• READING TEXT
Geeks guard against Google worm
Star Wars fans Web hunting for a downloadable game of the sci-fi flick are unknowingly infecting their computers with a worm that gives them rogue Google results authored by hackers.
Detected in the wild last week, the P2Load.A worm lies in wait in the free version of "Knights of the Old Republic II," and spreads through the peer-to-peer file sharing programs Shareaza and Imesh.
Security experts at Panda Software rate the potential damage of the infection at four stars, the highest level, based on the worm's two attacking features both enabled through modifying the HOSTS file on a user's computer.
This ensures that when downloaders try to open the Star Wars game, they actually run a command to modify their internet start page, replacing it with adverts, while they also spoof the identity of the most-widely used search engine, Google.
If users are presented with an on-screen error message explaining the game file does not exist, then the system is already infected, meaning that retyping the Google Web address, even with mistakes, will redirect the user to a spoof version of the search site.
This pops-up in exactly the same format as the legitimate Google site, supported by 17 specific languages but crucially, is authored by hackers and controlled from a server in Germany.

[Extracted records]
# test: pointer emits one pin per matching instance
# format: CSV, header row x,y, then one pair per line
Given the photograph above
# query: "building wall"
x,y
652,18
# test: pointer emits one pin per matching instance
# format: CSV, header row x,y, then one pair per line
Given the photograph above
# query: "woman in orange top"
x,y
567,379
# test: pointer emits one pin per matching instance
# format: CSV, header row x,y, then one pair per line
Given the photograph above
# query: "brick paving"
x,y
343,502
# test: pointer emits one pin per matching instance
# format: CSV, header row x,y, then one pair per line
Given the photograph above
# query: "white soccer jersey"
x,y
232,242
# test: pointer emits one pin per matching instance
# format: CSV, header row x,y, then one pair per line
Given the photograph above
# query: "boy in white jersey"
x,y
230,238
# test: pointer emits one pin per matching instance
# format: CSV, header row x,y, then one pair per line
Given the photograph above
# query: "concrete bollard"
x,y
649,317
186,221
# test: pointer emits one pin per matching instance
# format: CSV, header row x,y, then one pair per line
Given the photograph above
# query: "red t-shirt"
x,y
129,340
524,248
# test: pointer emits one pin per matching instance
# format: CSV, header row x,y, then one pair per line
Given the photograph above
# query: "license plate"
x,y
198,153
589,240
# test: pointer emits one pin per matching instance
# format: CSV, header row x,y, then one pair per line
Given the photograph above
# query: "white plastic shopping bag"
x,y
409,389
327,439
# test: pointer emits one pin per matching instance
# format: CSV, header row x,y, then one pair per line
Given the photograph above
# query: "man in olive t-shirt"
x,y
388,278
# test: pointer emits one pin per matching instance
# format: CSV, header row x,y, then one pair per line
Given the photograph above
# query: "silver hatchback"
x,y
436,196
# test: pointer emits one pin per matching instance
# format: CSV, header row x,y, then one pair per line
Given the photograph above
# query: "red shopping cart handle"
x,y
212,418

• TASKS FOR THIS EXERCISE
1. According to the article about the Google worm, which two peer-to-peer file sharing programs does P2Load.A spread through?
2. In the article about the Google worm, why do Panda Software's security experts give the infection a four-star damage rating?
3. Rewrite the paragraph of the Google worm article that begins "This ensures that when downloaders" as a short list, keeping its main facts.

• YOUR WRITTEN ANSWERS
1. It spreads through Shareaza and Imesh.

2. They base the rating on the worm's two attacking features. Both features work by modifying the HOSTS file on a user's computer.

3.
When downloaders try to open the Star Wars game, they actually run a command that:
- changes their internet start page, replacing it with adverts
- spoofs the identity of Google, the most widely used search engine